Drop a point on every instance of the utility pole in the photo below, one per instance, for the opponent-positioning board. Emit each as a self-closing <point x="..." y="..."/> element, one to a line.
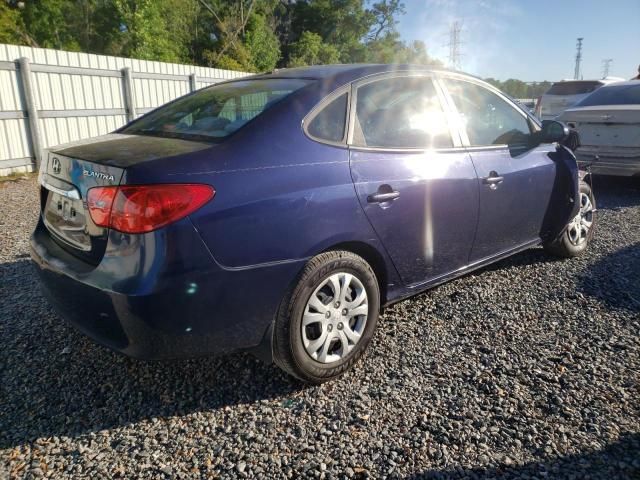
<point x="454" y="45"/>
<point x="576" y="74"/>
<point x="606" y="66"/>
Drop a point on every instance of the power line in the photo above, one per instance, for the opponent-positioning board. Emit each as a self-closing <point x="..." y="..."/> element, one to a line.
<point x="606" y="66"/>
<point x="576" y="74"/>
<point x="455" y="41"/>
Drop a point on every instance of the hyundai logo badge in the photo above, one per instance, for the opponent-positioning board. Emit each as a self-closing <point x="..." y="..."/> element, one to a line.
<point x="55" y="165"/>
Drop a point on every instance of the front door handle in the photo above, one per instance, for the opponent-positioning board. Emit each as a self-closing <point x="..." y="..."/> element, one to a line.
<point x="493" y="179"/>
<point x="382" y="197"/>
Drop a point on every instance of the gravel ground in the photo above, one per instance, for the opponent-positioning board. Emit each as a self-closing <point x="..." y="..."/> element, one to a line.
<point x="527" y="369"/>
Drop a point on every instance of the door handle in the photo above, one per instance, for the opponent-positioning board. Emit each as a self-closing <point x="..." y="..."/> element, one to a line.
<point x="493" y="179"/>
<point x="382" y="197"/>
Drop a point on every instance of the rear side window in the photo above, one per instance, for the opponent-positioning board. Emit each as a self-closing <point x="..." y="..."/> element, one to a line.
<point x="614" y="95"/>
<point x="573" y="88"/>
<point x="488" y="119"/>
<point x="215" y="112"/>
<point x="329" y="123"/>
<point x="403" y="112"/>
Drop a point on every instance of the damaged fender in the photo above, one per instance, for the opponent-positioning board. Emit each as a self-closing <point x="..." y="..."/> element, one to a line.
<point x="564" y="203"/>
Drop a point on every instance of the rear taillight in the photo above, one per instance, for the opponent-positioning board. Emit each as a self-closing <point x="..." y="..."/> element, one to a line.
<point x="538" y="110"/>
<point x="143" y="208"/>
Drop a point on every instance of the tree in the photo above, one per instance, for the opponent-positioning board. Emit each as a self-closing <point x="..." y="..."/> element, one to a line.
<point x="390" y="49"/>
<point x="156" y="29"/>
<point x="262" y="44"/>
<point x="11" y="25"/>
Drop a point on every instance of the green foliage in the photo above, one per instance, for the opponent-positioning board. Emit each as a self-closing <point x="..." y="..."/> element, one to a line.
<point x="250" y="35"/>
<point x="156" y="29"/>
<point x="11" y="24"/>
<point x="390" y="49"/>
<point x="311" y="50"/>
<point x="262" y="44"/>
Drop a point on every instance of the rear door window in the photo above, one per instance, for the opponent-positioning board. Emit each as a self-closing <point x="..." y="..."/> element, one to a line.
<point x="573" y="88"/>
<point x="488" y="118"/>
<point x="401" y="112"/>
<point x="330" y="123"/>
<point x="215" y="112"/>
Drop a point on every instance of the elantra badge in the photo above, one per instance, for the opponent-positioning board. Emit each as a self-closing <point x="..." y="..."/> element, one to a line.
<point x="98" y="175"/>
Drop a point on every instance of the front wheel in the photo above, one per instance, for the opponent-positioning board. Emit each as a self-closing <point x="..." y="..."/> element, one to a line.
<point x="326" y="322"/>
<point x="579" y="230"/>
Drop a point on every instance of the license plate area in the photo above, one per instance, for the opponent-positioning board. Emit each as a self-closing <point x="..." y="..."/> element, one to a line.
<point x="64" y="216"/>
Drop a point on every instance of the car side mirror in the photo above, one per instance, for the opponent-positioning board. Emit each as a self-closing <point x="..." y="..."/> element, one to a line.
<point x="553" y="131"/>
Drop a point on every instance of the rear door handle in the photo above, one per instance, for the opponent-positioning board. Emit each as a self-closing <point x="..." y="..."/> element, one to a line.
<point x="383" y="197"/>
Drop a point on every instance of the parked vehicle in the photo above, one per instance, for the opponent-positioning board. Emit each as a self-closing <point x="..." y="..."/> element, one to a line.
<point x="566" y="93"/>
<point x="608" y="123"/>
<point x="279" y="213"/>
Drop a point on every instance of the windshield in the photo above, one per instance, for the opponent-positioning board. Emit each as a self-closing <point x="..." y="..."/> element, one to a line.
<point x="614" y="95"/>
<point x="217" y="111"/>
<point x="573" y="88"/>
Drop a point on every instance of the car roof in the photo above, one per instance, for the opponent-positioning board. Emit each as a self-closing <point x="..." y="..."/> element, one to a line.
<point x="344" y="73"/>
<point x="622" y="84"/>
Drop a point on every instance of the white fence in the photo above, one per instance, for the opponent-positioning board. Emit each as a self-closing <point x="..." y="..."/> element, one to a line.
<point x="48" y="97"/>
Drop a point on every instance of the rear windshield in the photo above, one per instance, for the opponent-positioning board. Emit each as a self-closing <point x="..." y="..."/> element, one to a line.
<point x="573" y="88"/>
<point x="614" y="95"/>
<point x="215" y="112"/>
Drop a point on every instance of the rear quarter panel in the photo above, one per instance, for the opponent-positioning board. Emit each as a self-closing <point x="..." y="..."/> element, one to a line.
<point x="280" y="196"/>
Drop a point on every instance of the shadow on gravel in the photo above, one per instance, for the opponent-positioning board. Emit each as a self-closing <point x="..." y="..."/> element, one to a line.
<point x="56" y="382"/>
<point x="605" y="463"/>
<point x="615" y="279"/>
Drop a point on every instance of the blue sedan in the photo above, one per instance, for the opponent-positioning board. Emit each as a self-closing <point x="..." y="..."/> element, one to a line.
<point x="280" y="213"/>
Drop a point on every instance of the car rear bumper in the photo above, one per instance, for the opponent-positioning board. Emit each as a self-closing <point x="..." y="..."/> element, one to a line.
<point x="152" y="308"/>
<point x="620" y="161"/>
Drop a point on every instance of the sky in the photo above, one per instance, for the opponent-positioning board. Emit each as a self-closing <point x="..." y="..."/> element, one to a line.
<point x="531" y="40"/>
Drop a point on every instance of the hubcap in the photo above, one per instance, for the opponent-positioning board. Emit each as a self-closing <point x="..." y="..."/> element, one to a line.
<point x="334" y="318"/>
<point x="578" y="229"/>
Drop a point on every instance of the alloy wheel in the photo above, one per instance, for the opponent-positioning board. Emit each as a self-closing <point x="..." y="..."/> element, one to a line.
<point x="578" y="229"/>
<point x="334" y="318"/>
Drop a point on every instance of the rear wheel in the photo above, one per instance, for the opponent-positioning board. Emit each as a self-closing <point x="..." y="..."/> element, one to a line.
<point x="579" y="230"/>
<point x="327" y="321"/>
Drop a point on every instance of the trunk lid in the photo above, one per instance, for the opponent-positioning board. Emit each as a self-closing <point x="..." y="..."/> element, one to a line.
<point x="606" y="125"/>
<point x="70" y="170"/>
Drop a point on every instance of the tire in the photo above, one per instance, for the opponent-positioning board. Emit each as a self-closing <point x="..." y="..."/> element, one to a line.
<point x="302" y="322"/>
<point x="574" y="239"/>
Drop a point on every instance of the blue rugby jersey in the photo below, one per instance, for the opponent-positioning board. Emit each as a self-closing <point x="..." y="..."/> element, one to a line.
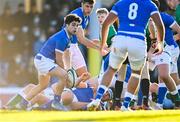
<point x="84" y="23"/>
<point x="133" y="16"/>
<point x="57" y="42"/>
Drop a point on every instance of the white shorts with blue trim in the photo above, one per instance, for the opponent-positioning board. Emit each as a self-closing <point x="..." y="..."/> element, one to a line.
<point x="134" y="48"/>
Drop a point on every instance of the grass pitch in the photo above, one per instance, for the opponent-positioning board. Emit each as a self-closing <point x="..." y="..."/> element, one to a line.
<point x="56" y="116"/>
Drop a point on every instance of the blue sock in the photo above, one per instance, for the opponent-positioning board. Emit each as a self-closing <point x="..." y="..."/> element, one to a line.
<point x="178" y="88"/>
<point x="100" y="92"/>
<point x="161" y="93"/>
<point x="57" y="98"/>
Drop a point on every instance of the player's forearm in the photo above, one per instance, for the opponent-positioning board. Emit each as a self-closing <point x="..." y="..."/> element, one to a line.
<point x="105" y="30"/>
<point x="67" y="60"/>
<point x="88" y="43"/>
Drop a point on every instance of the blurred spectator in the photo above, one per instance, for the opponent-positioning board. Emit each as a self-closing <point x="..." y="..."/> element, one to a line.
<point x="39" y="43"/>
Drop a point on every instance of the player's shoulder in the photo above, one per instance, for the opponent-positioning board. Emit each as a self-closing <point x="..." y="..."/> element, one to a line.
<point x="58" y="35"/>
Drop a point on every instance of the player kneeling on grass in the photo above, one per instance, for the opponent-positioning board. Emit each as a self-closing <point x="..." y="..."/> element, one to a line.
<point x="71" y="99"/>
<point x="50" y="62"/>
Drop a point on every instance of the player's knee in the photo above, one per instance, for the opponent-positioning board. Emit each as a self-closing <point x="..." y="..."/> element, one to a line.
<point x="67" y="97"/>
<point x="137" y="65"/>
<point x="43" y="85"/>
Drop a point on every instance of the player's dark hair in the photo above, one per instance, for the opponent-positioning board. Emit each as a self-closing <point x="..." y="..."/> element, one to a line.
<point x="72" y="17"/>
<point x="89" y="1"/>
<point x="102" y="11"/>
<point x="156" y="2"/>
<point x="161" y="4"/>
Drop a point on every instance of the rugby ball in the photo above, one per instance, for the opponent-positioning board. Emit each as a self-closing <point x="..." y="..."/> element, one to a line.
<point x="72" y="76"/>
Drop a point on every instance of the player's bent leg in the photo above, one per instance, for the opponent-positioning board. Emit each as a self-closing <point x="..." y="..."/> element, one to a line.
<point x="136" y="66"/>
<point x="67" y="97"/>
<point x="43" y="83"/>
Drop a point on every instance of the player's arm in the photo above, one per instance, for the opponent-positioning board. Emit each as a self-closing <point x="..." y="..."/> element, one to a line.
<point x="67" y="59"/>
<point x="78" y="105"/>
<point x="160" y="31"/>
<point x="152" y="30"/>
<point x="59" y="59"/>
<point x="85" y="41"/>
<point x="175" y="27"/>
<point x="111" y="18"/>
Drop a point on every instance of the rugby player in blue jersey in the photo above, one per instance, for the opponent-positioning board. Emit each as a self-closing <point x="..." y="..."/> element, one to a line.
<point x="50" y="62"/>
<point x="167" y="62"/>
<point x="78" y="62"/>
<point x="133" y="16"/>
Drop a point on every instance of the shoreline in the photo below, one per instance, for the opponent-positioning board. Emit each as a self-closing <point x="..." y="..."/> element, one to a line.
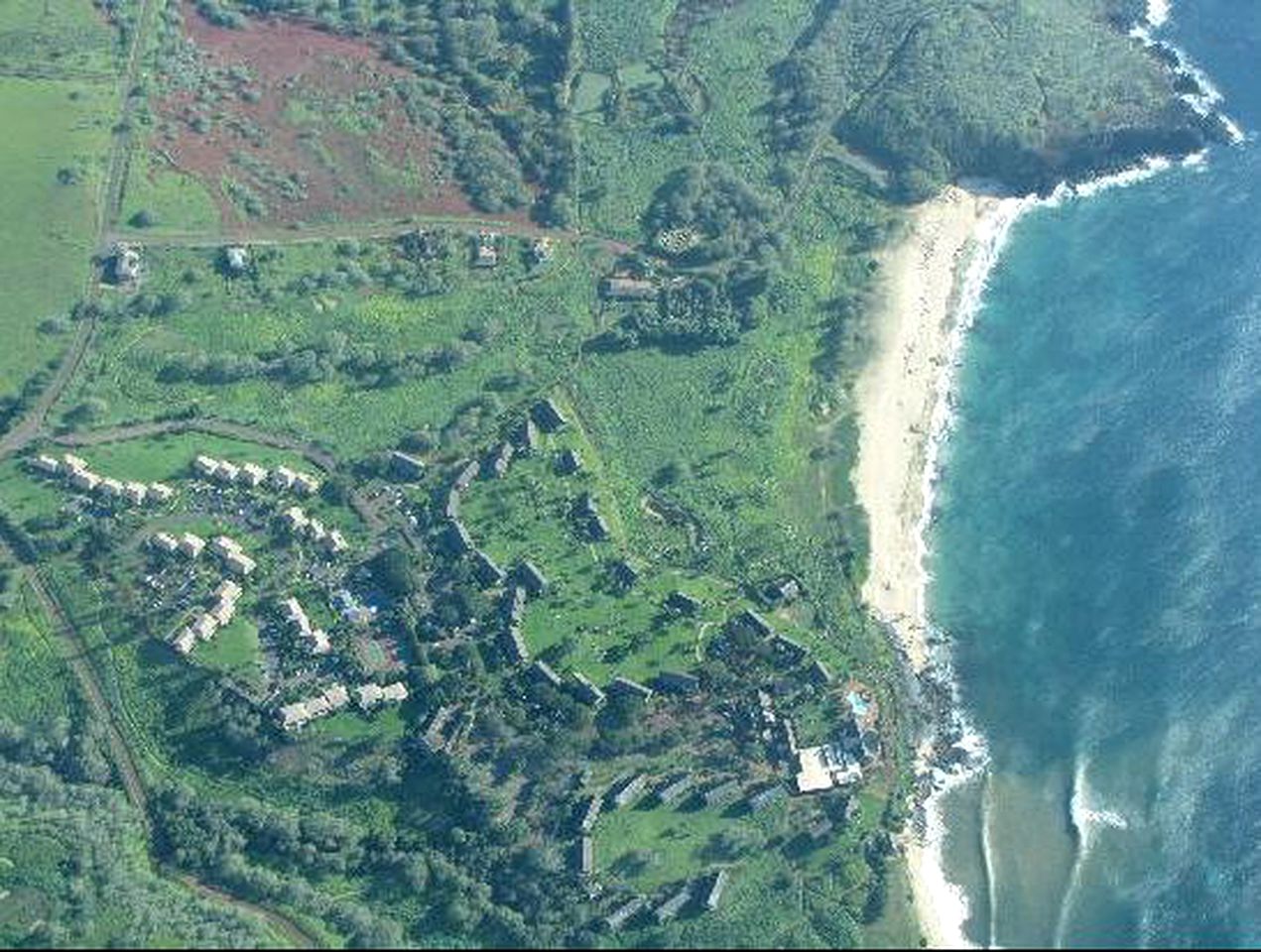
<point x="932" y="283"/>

_WHAT THIS TASK INVOLVES:_ Leaving the pictures out, set down exactly the lines from the one with "Drop a point on every instance of the player kneeling" through the end of the records.

_THE ANSWER:_
Drop a point on every instance of the player kneeling on grass in the photo above, one per instance, for the opponent-positioning board. Emit each as a self-closing <point x="..." y="..."/> element, one to a line.
<point x="71" y="99"/>
<point x="50" y="62"/>
Drop a point on every instance of the player's knee in the photo above, one per instance, for the opponent-positioning board. Emit each as a self-closing <point x="..." y="..."/> element, one to a line.
<point x="67" y="97"/>
<point x="137" y="65"/>
<point x="43" y="85"/>
Drop a point on every instance of the player's dark hair in the photo above, one per instance, for the opponent-positioning board. Emit each as a self-closing <point x="..." y="..."/> element, one to a line.
<point x="72" y="17"/>
<point x="89" y="1"/>
<point x="102" y="11"/>
<point x="156" y="2"/>
<point x="161" y="4"/>
Drop a point on every instance of the rugby ball in the photo above, one per instance, for the opponent-positioning board. Emit each as a self-closing <point x="..." y="..."/> element, one to a line.
<point x="72" y="76"/>
Drop a point on every instance of the player's bent leg in the photo above, one per instance, for the opponent-positioning board. Emit each as a self-closing <point x="..." y="..."/> element, one to a line.
<point x="136" y="66"/>
<point x="67" y="97"/>
<point x="43" y="83"/>
Drop a point on every instance of the player's arm in the photo above, one per instance, for the opponent-positioning board. Emit each as a self-closing <point x="..." y="..."/> element, one to a line.
<point x="67" y="59"/>
<point x="78" y="105"/>
<point x="160" y="31"/>
<point x="152" y="30"/>
<point x="59" y="59"/>
<point x="85" y="41"/>
<point x="175" y="27"/>
<point x="111" y="18"/>
Drop a point on every instance of the rugby player in blue jersey in the photo above, one per instance, for the opponent-positioning board. Emit each as a self-closing <point x="..." y="..."/> element, one to a line.
<point x="50" y="62"/>
<point x="167" y="62"/>
<point x="78" y="62"/>
<point x="133" y="16"/>
Drop a point on every instance of the shoreline in the photo below, one per instance, for the opponent-positioning board. Emit each as a self-closing <point x="..." y="..."/> element, one to a line.
<point x="932" y="283"/>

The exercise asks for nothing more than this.